• **What is asked**
Everything from the line containing "Identify one point on each instance of the dirt" through the final line of the records must be transcribed verbatim; nothing else belongs in the result.

--- Data lines ---

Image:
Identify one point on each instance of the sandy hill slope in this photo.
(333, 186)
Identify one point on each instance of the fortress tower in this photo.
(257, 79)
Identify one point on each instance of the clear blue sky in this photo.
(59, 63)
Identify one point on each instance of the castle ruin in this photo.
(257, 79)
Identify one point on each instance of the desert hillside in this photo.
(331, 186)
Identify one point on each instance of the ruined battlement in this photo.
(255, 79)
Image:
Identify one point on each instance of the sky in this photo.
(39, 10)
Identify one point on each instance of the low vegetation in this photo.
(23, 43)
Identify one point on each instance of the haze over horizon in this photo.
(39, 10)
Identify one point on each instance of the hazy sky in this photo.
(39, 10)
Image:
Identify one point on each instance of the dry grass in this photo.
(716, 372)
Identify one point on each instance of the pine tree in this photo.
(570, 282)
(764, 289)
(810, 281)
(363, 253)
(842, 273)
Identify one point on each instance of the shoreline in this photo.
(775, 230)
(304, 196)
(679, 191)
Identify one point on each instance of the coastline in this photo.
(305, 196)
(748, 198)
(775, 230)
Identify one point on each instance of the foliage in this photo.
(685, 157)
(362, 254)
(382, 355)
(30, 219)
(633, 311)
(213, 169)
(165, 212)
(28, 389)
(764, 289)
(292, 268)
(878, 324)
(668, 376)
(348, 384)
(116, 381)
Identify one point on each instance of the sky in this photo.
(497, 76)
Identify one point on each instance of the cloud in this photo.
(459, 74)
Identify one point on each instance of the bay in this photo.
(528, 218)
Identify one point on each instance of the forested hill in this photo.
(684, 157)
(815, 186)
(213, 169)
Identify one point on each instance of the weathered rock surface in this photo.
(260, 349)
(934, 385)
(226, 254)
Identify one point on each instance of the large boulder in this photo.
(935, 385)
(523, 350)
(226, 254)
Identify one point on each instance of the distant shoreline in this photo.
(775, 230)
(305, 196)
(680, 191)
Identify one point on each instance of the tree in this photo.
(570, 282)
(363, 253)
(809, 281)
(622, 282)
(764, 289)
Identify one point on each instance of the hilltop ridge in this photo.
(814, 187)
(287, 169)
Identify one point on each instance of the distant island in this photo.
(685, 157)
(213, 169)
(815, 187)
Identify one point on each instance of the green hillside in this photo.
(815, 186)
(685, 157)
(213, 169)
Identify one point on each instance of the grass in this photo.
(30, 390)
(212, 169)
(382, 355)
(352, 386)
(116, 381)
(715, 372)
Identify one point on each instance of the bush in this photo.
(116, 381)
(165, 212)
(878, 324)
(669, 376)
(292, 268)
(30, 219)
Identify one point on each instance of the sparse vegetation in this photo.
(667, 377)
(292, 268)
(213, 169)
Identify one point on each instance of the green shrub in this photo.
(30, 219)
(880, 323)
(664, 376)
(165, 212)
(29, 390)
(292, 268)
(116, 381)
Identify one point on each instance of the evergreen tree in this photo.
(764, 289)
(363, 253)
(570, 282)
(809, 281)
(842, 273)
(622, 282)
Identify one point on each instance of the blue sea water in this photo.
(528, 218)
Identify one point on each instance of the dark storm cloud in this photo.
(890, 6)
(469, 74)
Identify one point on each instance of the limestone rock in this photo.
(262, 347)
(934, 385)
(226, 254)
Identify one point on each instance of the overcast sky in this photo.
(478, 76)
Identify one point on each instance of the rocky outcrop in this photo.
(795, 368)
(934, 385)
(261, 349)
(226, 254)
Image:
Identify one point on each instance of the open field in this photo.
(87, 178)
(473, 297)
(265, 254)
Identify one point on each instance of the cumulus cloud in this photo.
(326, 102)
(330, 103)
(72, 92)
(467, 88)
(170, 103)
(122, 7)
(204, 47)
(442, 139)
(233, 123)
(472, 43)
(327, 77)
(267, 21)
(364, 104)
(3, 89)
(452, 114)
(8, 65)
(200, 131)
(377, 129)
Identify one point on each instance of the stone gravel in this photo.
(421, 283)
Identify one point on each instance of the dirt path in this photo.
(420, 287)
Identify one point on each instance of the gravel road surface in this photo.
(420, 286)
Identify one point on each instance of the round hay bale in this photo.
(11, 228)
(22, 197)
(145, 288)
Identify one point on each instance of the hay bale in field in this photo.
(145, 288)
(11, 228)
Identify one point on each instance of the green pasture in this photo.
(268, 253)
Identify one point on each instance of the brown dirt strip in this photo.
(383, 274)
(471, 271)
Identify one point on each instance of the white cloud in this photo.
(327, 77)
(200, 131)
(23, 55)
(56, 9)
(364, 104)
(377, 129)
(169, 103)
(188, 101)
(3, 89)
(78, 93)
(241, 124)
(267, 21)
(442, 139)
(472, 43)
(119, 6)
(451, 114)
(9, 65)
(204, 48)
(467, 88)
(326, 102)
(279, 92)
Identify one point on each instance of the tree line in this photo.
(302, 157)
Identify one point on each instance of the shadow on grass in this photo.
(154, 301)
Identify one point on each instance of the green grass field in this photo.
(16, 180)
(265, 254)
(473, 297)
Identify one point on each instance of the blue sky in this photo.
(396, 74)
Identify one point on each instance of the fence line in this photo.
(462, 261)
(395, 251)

---

• **Result below**
Identify one point on each instance of the dirt path in this photo.
(420, 287)
Identify one point on each instance of the gravel road surface in this photo.
(420, 286)
Identify one point on each instance of the round hay bale in this photo.
(11, 228)
(22, 197)
(145, 288)
Identify one point on each instance of the hay bale in field in this photo.
(145, 288)
(11, 228)
Identify one point on each instance of the green pasture in this photo.
(268, 253)
Identify one point on each instance of the brown dirt strip in this photo.
(383, 274)
(471, 271)
Identify one point on each instance of the white cloud in this photo.
(327, 77)
(200, 131)
(23, 55)
(56, 9)
(364, 104)
(377, 129)
(169, 103)
(188, 101)
(3, 89)
(78, 93)
(241, 124)
(267, 21)
(442, 139)
(472, 43)
(119, 6)
(451, 114)
(9, 65)
(204, 48)
(467, 88)
(326, 102)
(279, 92)
Identify one point on each instance of the tree line in this photo.
(302, 157)
Identify one point on each instance of the shadow on grass in this photo.
(154, 301)
Identify one point on each instance of the green grass field in this photo.
(16, 180)
(265, 254)
(473, 297)
Identify one point on each instance of the blue sky in this photo.
(396, 74)
Identify one point on each instance of the fence line in this photo.
(462, 261)
(395, 251)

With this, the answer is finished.